## WHAT YOU WILL DO
Once the pictures are set aside, print the records that follow exactly as written.

[DATASET RECORDS Boundary: Start]

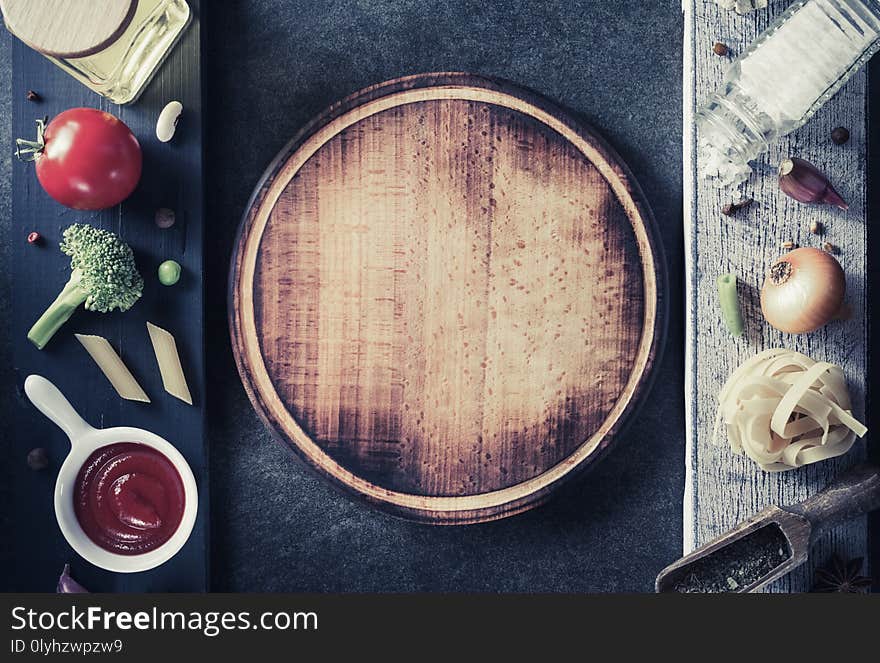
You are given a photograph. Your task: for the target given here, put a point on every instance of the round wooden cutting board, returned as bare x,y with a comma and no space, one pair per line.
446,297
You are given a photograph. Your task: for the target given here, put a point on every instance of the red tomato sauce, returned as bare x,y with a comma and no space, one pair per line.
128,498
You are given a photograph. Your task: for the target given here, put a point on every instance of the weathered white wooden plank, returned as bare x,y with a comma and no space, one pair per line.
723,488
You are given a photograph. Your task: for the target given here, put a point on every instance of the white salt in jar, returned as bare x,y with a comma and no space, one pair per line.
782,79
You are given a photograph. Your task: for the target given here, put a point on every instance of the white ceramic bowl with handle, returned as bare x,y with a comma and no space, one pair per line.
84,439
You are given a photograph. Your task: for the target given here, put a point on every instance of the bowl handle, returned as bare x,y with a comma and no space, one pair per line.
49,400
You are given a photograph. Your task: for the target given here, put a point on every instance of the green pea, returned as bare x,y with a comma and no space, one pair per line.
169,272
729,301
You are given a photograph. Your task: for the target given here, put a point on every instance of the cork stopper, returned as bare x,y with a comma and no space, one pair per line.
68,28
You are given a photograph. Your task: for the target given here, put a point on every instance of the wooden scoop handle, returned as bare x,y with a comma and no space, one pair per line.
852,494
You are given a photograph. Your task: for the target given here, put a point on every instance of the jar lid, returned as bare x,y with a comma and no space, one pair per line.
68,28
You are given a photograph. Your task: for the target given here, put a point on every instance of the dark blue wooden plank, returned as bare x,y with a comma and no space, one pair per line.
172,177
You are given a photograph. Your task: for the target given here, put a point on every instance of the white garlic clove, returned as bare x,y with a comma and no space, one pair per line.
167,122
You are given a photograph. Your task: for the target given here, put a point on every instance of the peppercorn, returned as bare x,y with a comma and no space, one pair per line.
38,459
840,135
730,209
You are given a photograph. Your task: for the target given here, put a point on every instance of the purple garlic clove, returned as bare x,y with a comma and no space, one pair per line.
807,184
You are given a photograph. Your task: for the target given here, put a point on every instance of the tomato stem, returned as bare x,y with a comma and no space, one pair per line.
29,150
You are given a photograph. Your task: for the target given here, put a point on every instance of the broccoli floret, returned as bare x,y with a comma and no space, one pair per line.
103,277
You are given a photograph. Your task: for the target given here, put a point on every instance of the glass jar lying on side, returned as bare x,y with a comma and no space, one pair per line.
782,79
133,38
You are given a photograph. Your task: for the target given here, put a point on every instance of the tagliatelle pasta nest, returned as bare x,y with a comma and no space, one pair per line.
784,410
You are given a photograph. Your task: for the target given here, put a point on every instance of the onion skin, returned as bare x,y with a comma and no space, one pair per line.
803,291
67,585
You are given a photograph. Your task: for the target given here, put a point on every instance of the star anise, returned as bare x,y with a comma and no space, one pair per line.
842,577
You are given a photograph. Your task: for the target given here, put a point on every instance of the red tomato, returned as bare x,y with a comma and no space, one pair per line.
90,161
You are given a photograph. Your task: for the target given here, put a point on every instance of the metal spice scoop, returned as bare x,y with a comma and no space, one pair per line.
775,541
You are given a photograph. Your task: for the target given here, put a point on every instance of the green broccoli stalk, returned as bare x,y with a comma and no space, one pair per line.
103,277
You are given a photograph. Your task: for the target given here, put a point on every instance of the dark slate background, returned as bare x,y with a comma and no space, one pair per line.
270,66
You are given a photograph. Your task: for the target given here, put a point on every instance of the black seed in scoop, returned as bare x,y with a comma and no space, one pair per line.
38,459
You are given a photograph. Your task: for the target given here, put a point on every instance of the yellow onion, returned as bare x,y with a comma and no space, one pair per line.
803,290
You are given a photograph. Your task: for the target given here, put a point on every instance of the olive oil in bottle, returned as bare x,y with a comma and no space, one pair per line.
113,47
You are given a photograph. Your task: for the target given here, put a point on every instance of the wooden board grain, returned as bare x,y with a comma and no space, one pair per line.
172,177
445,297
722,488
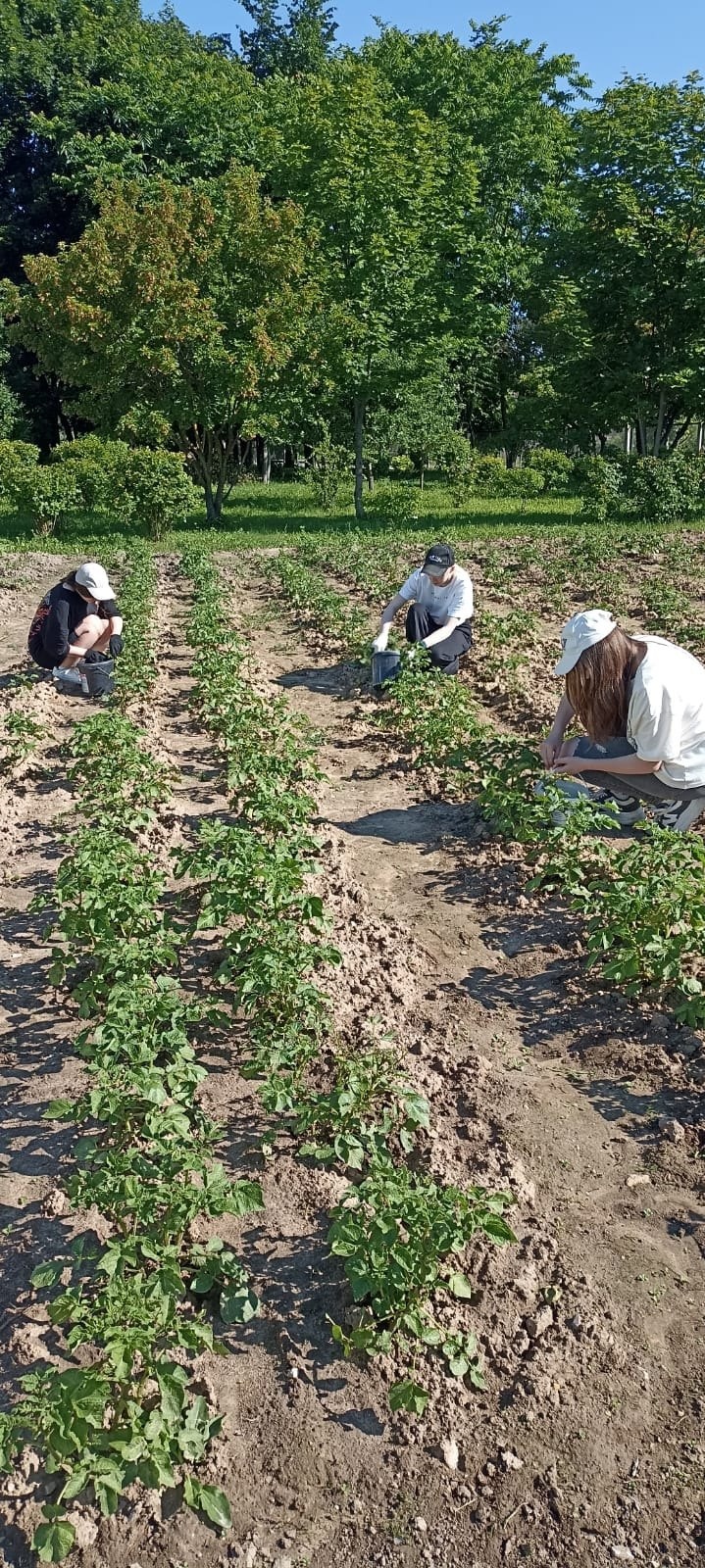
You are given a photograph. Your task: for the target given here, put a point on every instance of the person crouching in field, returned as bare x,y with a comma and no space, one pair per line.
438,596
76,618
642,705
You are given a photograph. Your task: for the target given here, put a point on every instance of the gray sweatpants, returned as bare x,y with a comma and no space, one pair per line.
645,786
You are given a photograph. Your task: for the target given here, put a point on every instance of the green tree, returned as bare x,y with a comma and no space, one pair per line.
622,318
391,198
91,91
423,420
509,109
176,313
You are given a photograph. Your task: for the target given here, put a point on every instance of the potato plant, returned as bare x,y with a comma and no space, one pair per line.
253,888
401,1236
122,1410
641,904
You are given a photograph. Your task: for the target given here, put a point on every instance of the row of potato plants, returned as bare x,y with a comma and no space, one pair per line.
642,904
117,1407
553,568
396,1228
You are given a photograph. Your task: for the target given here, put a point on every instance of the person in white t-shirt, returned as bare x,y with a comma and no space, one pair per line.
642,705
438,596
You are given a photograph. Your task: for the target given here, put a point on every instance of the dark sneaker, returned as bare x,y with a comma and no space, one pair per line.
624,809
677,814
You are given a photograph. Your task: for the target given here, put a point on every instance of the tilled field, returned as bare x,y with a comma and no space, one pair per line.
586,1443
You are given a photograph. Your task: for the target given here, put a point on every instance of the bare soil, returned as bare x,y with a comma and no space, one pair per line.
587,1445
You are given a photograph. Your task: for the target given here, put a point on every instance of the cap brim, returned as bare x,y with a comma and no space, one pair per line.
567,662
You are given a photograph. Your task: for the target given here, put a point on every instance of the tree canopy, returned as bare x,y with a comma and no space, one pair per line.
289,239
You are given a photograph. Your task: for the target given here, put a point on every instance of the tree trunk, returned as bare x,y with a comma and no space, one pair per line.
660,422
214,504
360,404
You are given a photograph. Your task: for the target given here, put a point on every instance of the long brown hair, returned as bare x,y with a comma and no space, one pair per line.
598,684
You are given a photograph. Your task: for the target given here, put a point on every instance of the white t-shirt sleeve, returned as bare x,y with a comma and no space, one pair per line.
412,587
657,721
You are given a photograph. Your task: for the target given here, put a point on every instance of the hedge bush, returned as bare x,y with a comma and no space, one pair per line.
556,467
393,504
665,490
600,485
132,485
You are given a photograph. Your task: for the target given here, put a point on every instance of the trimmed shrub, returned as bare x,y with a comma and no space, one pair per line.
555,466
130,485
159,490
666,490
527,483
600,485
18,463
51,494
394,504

[DATASET RECORDS Boundary: End]

## TASK SOLUTION
You are given a photograph. Your task: for the target given here, put a point on every instance of the round wooden cutting board, returned as bare x,y with a comma and no space, one pair per line.
446,297
You are given a photograph. Your task: for the target given here, put a point on every instance of the red tomato sauce, returned as bare x,y with a comma and no space, one pair per line.
128,498
You are given a photograph. Your task: for the target given here, put a point on every instance of the weathered white wooden plank, returned as bare x,y with a comma and no space, one pair per line.
723,488
You are given a photograph. Your task: for the target given here, put a point on every instance of the white salt in jar, returned as bare x,y with a comma and no space, one pair per line.
782,79
You are given a photograph. Your task: for the target given here, put a point on every instance of the white ceramic bowl with handle, returned as bare x,y with a comma and no space, one pair per line.
84,439
You are given a photograph. Your task: for the target given here, put a point on every instance of the bowl handle, returned as bare x,y with a comma and no space, one pair per line.
49,400
You are given a photograph. Your task: for the target given here, put a point on every instance of the green pea, returned as bare x,y with a comma and no space, one pair per line.
169,272
729,301
You are given a photograph. Your task: for the target given here, put a point on every instance of the cork stopper, returned as bare x,y with a comma and no space, one pair per line.
68,28
You are given a photograph. Your task: for the target given here, put a point on every instance of the wooden scoop handle, returned as bare x,y with a comma and no space, one pair per line.
852,494
You are given a photograph. Your task: for the target given here, put a point on every instance of the jar lid, returned as bare x,y with a comma and no space, one pair per line.
68,28
You are given a photograph. Your task: for the target given here, put a point on every instance of the dark blue wooden plank, returned as bare x,y with a comma and no space, one pair per line.
172,177
You are given a photograph. Your task: for the target given here, put a point on every instance of the white garlic clove, returned as bare x,y with a comma and no space, one pair per line.
167,122
You are given a photograph. Your task: for the target given here, put a point on every instance of the peppercorn, returned as bare x,y with a comma and no space, one pair per line.
38,459
840,135
730,209
You are given a photograph. Your task: for the target given here, put a point on every instance of the purple garlic clove, returned as bare x,y with a comma and no space, one pair per line.
807,184
You are given a photograph. Your task: for the target given here, put a point on every instance of the tomato stem, returned as bare x,y with a comma and no space, one pair per line.
29,150
You are given a photograph. Your task: for the target given here, put a point on every instance of the broccoli floret, returned as bare x,y with a comma and no space, one pair per line.
103,277
You are given a photograph. Your task: for the target given here, put a point on every instance of the glass jar lying on side, returned as bare x,y with a comma and no space, one pair per line.
782,79
133,38
You are given a photograph. Your task: for the target given here, put a point on every instance of the tagliatelle pasta nest, returned as bare x,y with a comma and no space, one pair per line.
784,410
You are given a photograph. Your task: for the target given here, put a point on every instance of the onion skin, returned as bare x,y with a comma and no space, one pair per line.
803,291
67,585
You are given a photograph. Your task: for the target given here, put a point on every instance of the star anise, returned as bare x,y with a comma and no space, one pair per line.
842,577
You are given a photograph. Your task: for the target given here, put a point on every instance of the red tomato, returned as bare x,y with a comma and no space, one pair per line.
90,161
You are given a photograph. Your task: for the target given here, put a point on every instance of the metal spice scoop, returned as bare x,y with a comma and no space, one pair per line.
775,541
You are given a photograph. Your task: for the target given here, put a point on every instance of the green broccoli stalk, returned as bare x,y with a comma and no space, one pair per line.
103,277
You are given a photograph. Your task: for the target given here, put a point on every instance of the dark slate background, returned as bare x,y with a comma and no space, one pair per line.
270,66
You are given a photograph. Your task: for the target given here, put a point on every instance of the black seed in scoop, returned as bare x,y with a comma and no space, one pair per line.
38,459
You are given a photograph. Your task: for the target given here, put a point on every instance of the yellow onion, returned as bare x,y with a comma and no space, one pair per line.
803,290
You are given a photograph. Your task: for the target given here, put a point on every instance of the olive oil in bottle, returned as bare x,y with a comma and no space, one pair per line.
113,47
You are given a photograph. Your task: for the target given here, put a point on every instance of the wooden board grain, returned as bare x,y with a comma and no space, one pair per line.
172,177
445,297
722,488
You are given a photograph. Your task: for the target given here, put a point on every instance of the person crouching in field, returned as bare x,y with a comma and no space, one pair per line.
438,596
76,618
642,705
You are given a photograph. Your task: for the target given here, put a point on every instance of the gray sweatpants, returned as bare x,y with a comma and no space, one pair per line.
645,786
You are given a photograph. Your task: for the target given here, put a point on every instance of the green tree, returned as bare x,y with a comma and no space, one pair per line.
622,318
391,198
91,91
423,420
509,109
176,313
You are given a photograph. Your task: for the target given here, put a point on every instance of the potato plant, returned as bare x,y with a comma and no space, one pair per line.
253,888
401,1236
122,1410
641,904
You are given a photograph. Your task: for the target given here, put a point on every instance of the row of potato plants, returned as bare x,y with a comma and no space, one pair per line.
642,904
117,1407
553,568
396,1228
You are given a photograph. Your task: for the target given here, put a point on every instance of the person in white t-shirt, returned as bare x,y with a comma and no space, one pair per line.
642,705
438,596
You are given a photograph. Your task: for the target given here, put a point on every instance of the dark sneaker, returned as bare x,y with a comma and no space, one pair per line.
624,809
677,814
You are given a photograph. Your task: for the target given here, put a point on every instance of the tilled field, returned as bare x,y with a comma and no space, one pair per line.
586,1443
You are given a photograph. Your task: for the target given here, put a point on every instance of the bare soil, returned as bare x,y with a comma and no space, one pair per line.
587,1445
You are given a photograph. Your task: for the target given here, put a point on every instance of the cap brim, returned as bare x,y with a comma and no space, one pair per line.
567,662
You are given a photograph. Your task: for the target given here, put a point on every instance of the tree canopy, returned as bare x,y with a comma and no space, one pair per line.
289,239
You are given a photograph. Your task: for the target given here, put a point on every instance of the tree trunk, returned as bare x,y with a comma and no space, one pair per line.
660,422
214,504
360,404
You are given a photograph. Your task: for the target given here, put a point on every instance of the long brown hair, returned as bare x,y with a comma and no space, one pair per line.
598,684
You are given a photograph. Your task: for the target given here, put a point on every instance of the white t-shirt sleeve, returned as bare x,y with a comma and no space, one pair per line.
412,587
657,721
You are given a photograph. Your task: for the target given here, put a point on every instance of the hedge bush, returned as bare x,y with a comma and no space, one pair per line.
556,467
393,504
665,490
600,485
132,485
You are given a photograph. Your task: for the target given here, put a point on every instance of the trimmed shrub, returned as bare x,y with a comma and no space, one pair per line.
555,466
130,485
159,490
666,490
527,483
600,485
18,463
51,494
394,504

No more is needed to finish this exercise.